Start of Block
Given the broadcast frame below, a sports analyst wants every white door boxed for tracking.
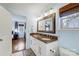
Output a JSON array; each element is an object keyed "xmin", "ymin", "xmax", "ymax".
[
  {"xmin": 18, "ymin": 22, "xmax": 25, "ymax": 38},
  {"xmin": 0, "ymin": 6, "xmax": 12, "ymax": 56}
]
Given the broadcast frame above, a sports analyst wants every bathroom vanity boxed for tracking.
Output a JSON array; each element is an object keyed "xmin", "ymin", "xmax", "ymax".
[
  {"xmin": 30, "ymin": 33, "xmax": 58, "ymax": 56},
  {"xmin": 30, "ymin": 11, "xmax": 58, "ymax": 56}
]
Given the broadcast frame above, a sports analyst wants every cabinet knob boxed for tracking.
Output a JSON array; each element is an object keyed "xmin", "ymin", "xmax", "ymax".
[
  {"xmin": 50, "ymin": 49, "xmax": 55, "ymax": 53},
  {"xmin": 0, "ymin": 39, "xmax": 3, "ymax": 41}
]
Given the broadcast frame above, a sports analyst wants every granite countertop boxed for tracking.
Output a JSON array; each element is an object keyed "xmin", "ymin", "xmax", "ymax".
[{"xmin": 30, "ymin": 33, "xmax": 58, "ymax": 43}]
End of Block
§ Exercise:
Print all the records again exactly; do not include any picture.

§ Written answer:
Given the broadcast frame below, a sports analyst wants every white door boxed for tracking.
Output a JSON array; each element is an object keyed "xmin", "ymin", "xmax", "ymax".
[
  {"xmin": 18, "ymin": 22, "xmax": 25, "ymax": 38},
  {"xmin": 0, "ymin": 6, "xmax": 12, "ymax": 56}
]
Given the broadcast frame above, a sports analyst wants every bathroom vanity boxed for tracking.
Output a JSON array; each element is an object keyed "xmin", "ymin", "xmax", "ymax".
[
  {"xmin": 30, "ymin": 33, "xmax": 58, "ymax": 56},
  {"xmin": 30, "ymin": 11, "xmax": 58, "ymax": 56}
]
Given the broadcast frame above, a sports analyst wants every cabinet knob boxed for tracking.
Output a JSON array; each element is an object keyed "xmin", "ymin", "xmax", "ymax".
[
  {"xmin": 50, "ymin": 49, "xmax": 55, "ymax": 53},
  {"xmin": 0, "ymin": 39, "xmax": 3, "ymax": 41}
]
Given the broadcast frame above, a sports analyst wants every granite countertop boxed for tracking.
Output a JSON array; each element is an object keyed "xmin", "ymin", "xmax", "ymax".
[{"xmin": 30, "ymin": 33, "xmax": 58, "ymax": 43}]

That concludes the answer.